**What is expected**. Return every line from the one with "Where can you find the snow-covered" through the one with "Where can you find the evergreen", inclusive, exactly as it appears below.

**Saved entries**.
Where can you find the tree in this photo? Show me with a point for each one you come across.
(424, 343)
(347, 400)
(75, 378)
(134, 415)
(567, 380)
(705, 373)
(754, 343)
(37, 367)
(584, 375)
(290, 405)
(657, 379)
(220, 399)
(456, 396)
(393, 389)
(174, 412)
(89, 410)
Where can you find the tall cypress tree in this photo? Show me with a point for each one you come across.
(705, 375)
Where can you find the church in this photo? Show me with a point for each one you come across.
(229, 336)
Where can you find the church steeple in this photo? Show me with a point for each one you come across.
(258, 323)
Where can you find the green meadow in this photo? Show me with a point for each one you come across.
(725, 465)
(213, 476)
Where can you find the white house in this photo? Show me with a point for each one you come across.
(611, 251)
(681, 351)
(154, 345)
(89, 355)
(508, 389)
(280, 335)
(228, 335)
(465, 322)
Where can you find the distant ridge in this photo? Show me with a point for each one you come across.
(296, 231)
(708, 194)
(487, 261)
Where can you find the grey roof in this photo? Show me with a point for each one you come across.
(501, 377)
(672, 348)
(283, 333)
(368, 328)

==

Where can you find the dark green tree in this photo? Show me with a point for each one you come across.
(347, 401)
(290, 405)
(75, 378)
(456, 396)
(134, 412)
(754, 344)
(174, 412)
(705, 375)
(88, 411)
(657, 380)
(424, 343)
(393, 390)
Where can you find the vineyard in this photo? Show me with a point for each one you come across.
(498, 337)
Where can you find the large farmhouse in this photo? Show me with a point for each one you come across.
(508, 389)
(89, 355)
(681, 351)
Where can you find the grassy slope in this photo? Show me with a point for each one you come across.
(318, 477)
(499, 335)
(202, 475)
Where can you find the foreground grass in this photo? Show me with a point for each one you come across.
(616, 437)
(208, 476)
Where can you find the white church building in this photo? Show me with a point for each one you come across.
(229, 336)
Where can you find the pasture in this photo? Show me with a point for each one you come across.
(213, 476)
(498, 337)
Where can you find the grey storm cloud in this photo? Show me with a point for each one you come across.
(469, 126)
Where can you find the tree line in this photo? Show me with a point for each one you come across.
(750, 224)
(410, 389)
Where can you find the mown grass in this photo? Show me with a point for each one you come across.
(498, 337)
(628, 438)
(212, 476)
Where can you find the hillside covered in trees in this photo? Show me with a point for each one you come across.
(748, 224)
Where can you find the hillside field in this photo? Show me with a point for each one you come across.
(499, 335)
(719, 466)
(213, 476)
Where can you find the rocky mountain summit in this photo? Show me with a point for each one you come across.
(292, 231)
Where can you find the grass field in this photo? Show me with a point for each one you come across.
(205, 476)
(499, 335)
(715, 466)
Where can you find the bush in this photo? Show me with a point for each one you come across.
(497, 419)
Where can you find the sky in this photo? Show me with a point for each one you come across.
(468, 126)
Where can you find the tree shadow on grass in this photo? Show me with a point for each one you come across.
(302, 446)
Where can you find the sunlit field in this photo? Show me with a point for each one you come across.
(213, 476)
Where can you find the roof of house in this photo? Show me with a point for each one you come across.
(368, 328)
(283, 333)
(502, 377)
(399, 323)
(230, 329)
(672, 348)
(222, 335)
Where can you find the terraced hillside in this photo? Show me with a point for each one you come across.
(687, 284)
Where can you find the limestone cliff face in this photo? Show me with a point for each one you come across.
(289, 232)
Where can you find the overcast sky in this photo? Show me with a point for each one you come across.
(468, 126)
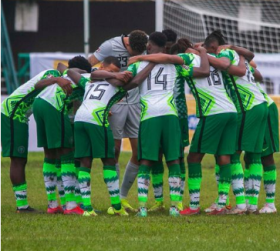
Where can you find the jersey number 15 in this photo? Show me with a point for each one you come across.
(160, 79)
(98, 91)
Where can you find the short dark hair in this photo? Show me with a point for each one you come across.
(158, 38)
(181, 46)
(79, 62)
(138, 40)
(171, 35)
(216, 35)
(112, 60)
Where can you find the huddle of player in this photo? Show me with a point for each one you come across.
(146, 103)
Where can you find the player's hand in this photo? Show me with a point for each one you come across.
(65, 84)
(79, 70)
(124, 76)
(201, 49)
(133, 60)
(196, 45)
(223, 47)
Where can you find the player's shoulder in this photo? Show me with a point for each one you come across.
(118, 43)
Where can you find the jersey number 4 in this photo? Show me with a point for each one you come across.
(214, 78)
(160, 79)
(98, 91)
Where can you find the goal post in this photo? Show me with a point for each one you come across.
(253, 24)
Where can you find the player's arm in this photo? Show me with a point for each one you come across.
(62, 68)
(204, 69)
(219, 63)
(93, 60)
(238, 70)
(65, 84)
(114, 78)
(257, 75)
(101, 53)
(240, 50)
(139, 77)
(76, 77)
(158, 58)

==

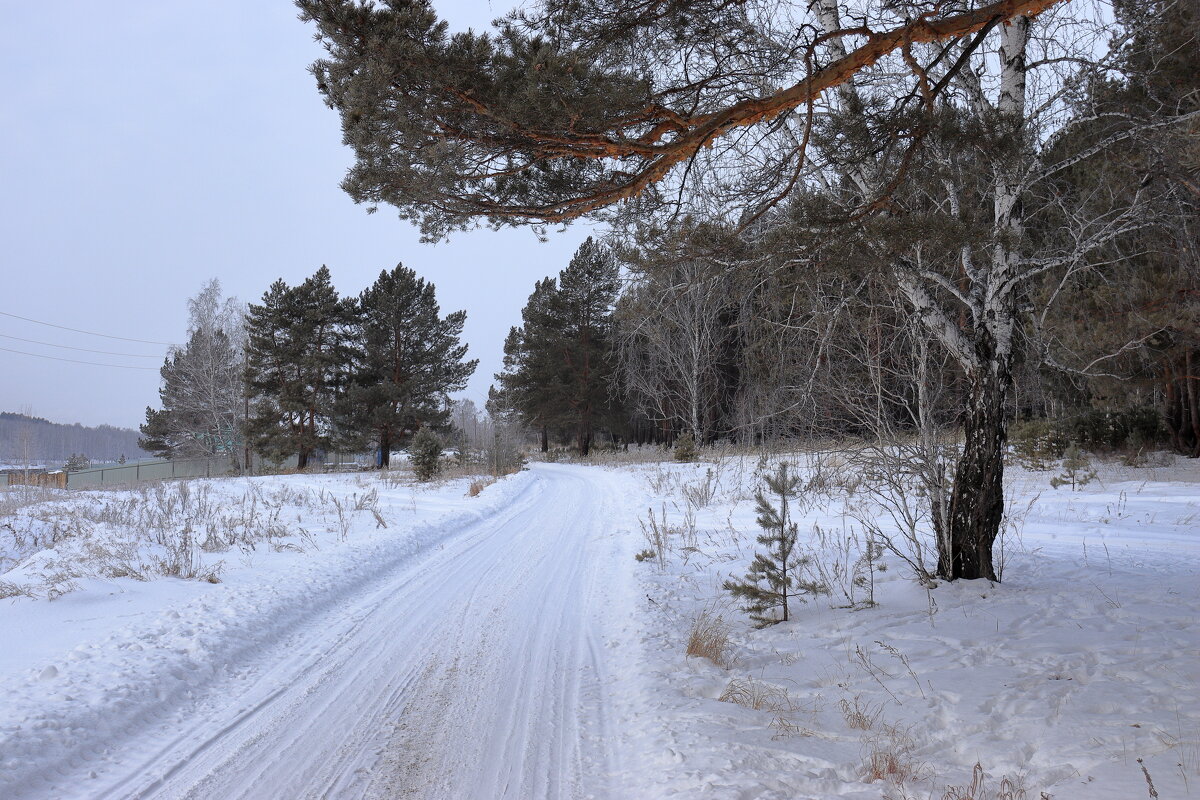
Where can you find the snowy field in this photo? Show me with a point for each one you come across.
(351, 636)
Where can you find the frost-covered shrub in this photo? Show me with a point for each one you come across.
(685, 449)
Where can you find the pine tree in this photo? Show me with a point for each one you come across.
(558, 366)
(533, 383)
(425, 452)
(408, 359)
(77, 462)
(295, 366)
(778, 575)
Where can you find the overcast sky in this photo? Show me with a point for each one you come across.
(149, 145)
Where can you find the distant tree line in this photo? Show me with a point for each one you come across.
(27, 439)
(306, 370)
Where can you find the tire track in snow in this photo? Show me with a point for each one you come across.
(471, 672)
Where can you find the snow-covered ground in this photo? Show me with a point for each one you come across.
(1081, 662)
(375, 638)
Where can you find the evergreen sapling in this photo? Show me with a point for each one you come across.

**Exercise solution**.
Where can you find the snow-covered ground in this photo? Show me with a point for each one you come across.
(1081, 662)
(375, 638)
Where can you find the evergreen sapling in this photo? Show me with a point for each one you come across.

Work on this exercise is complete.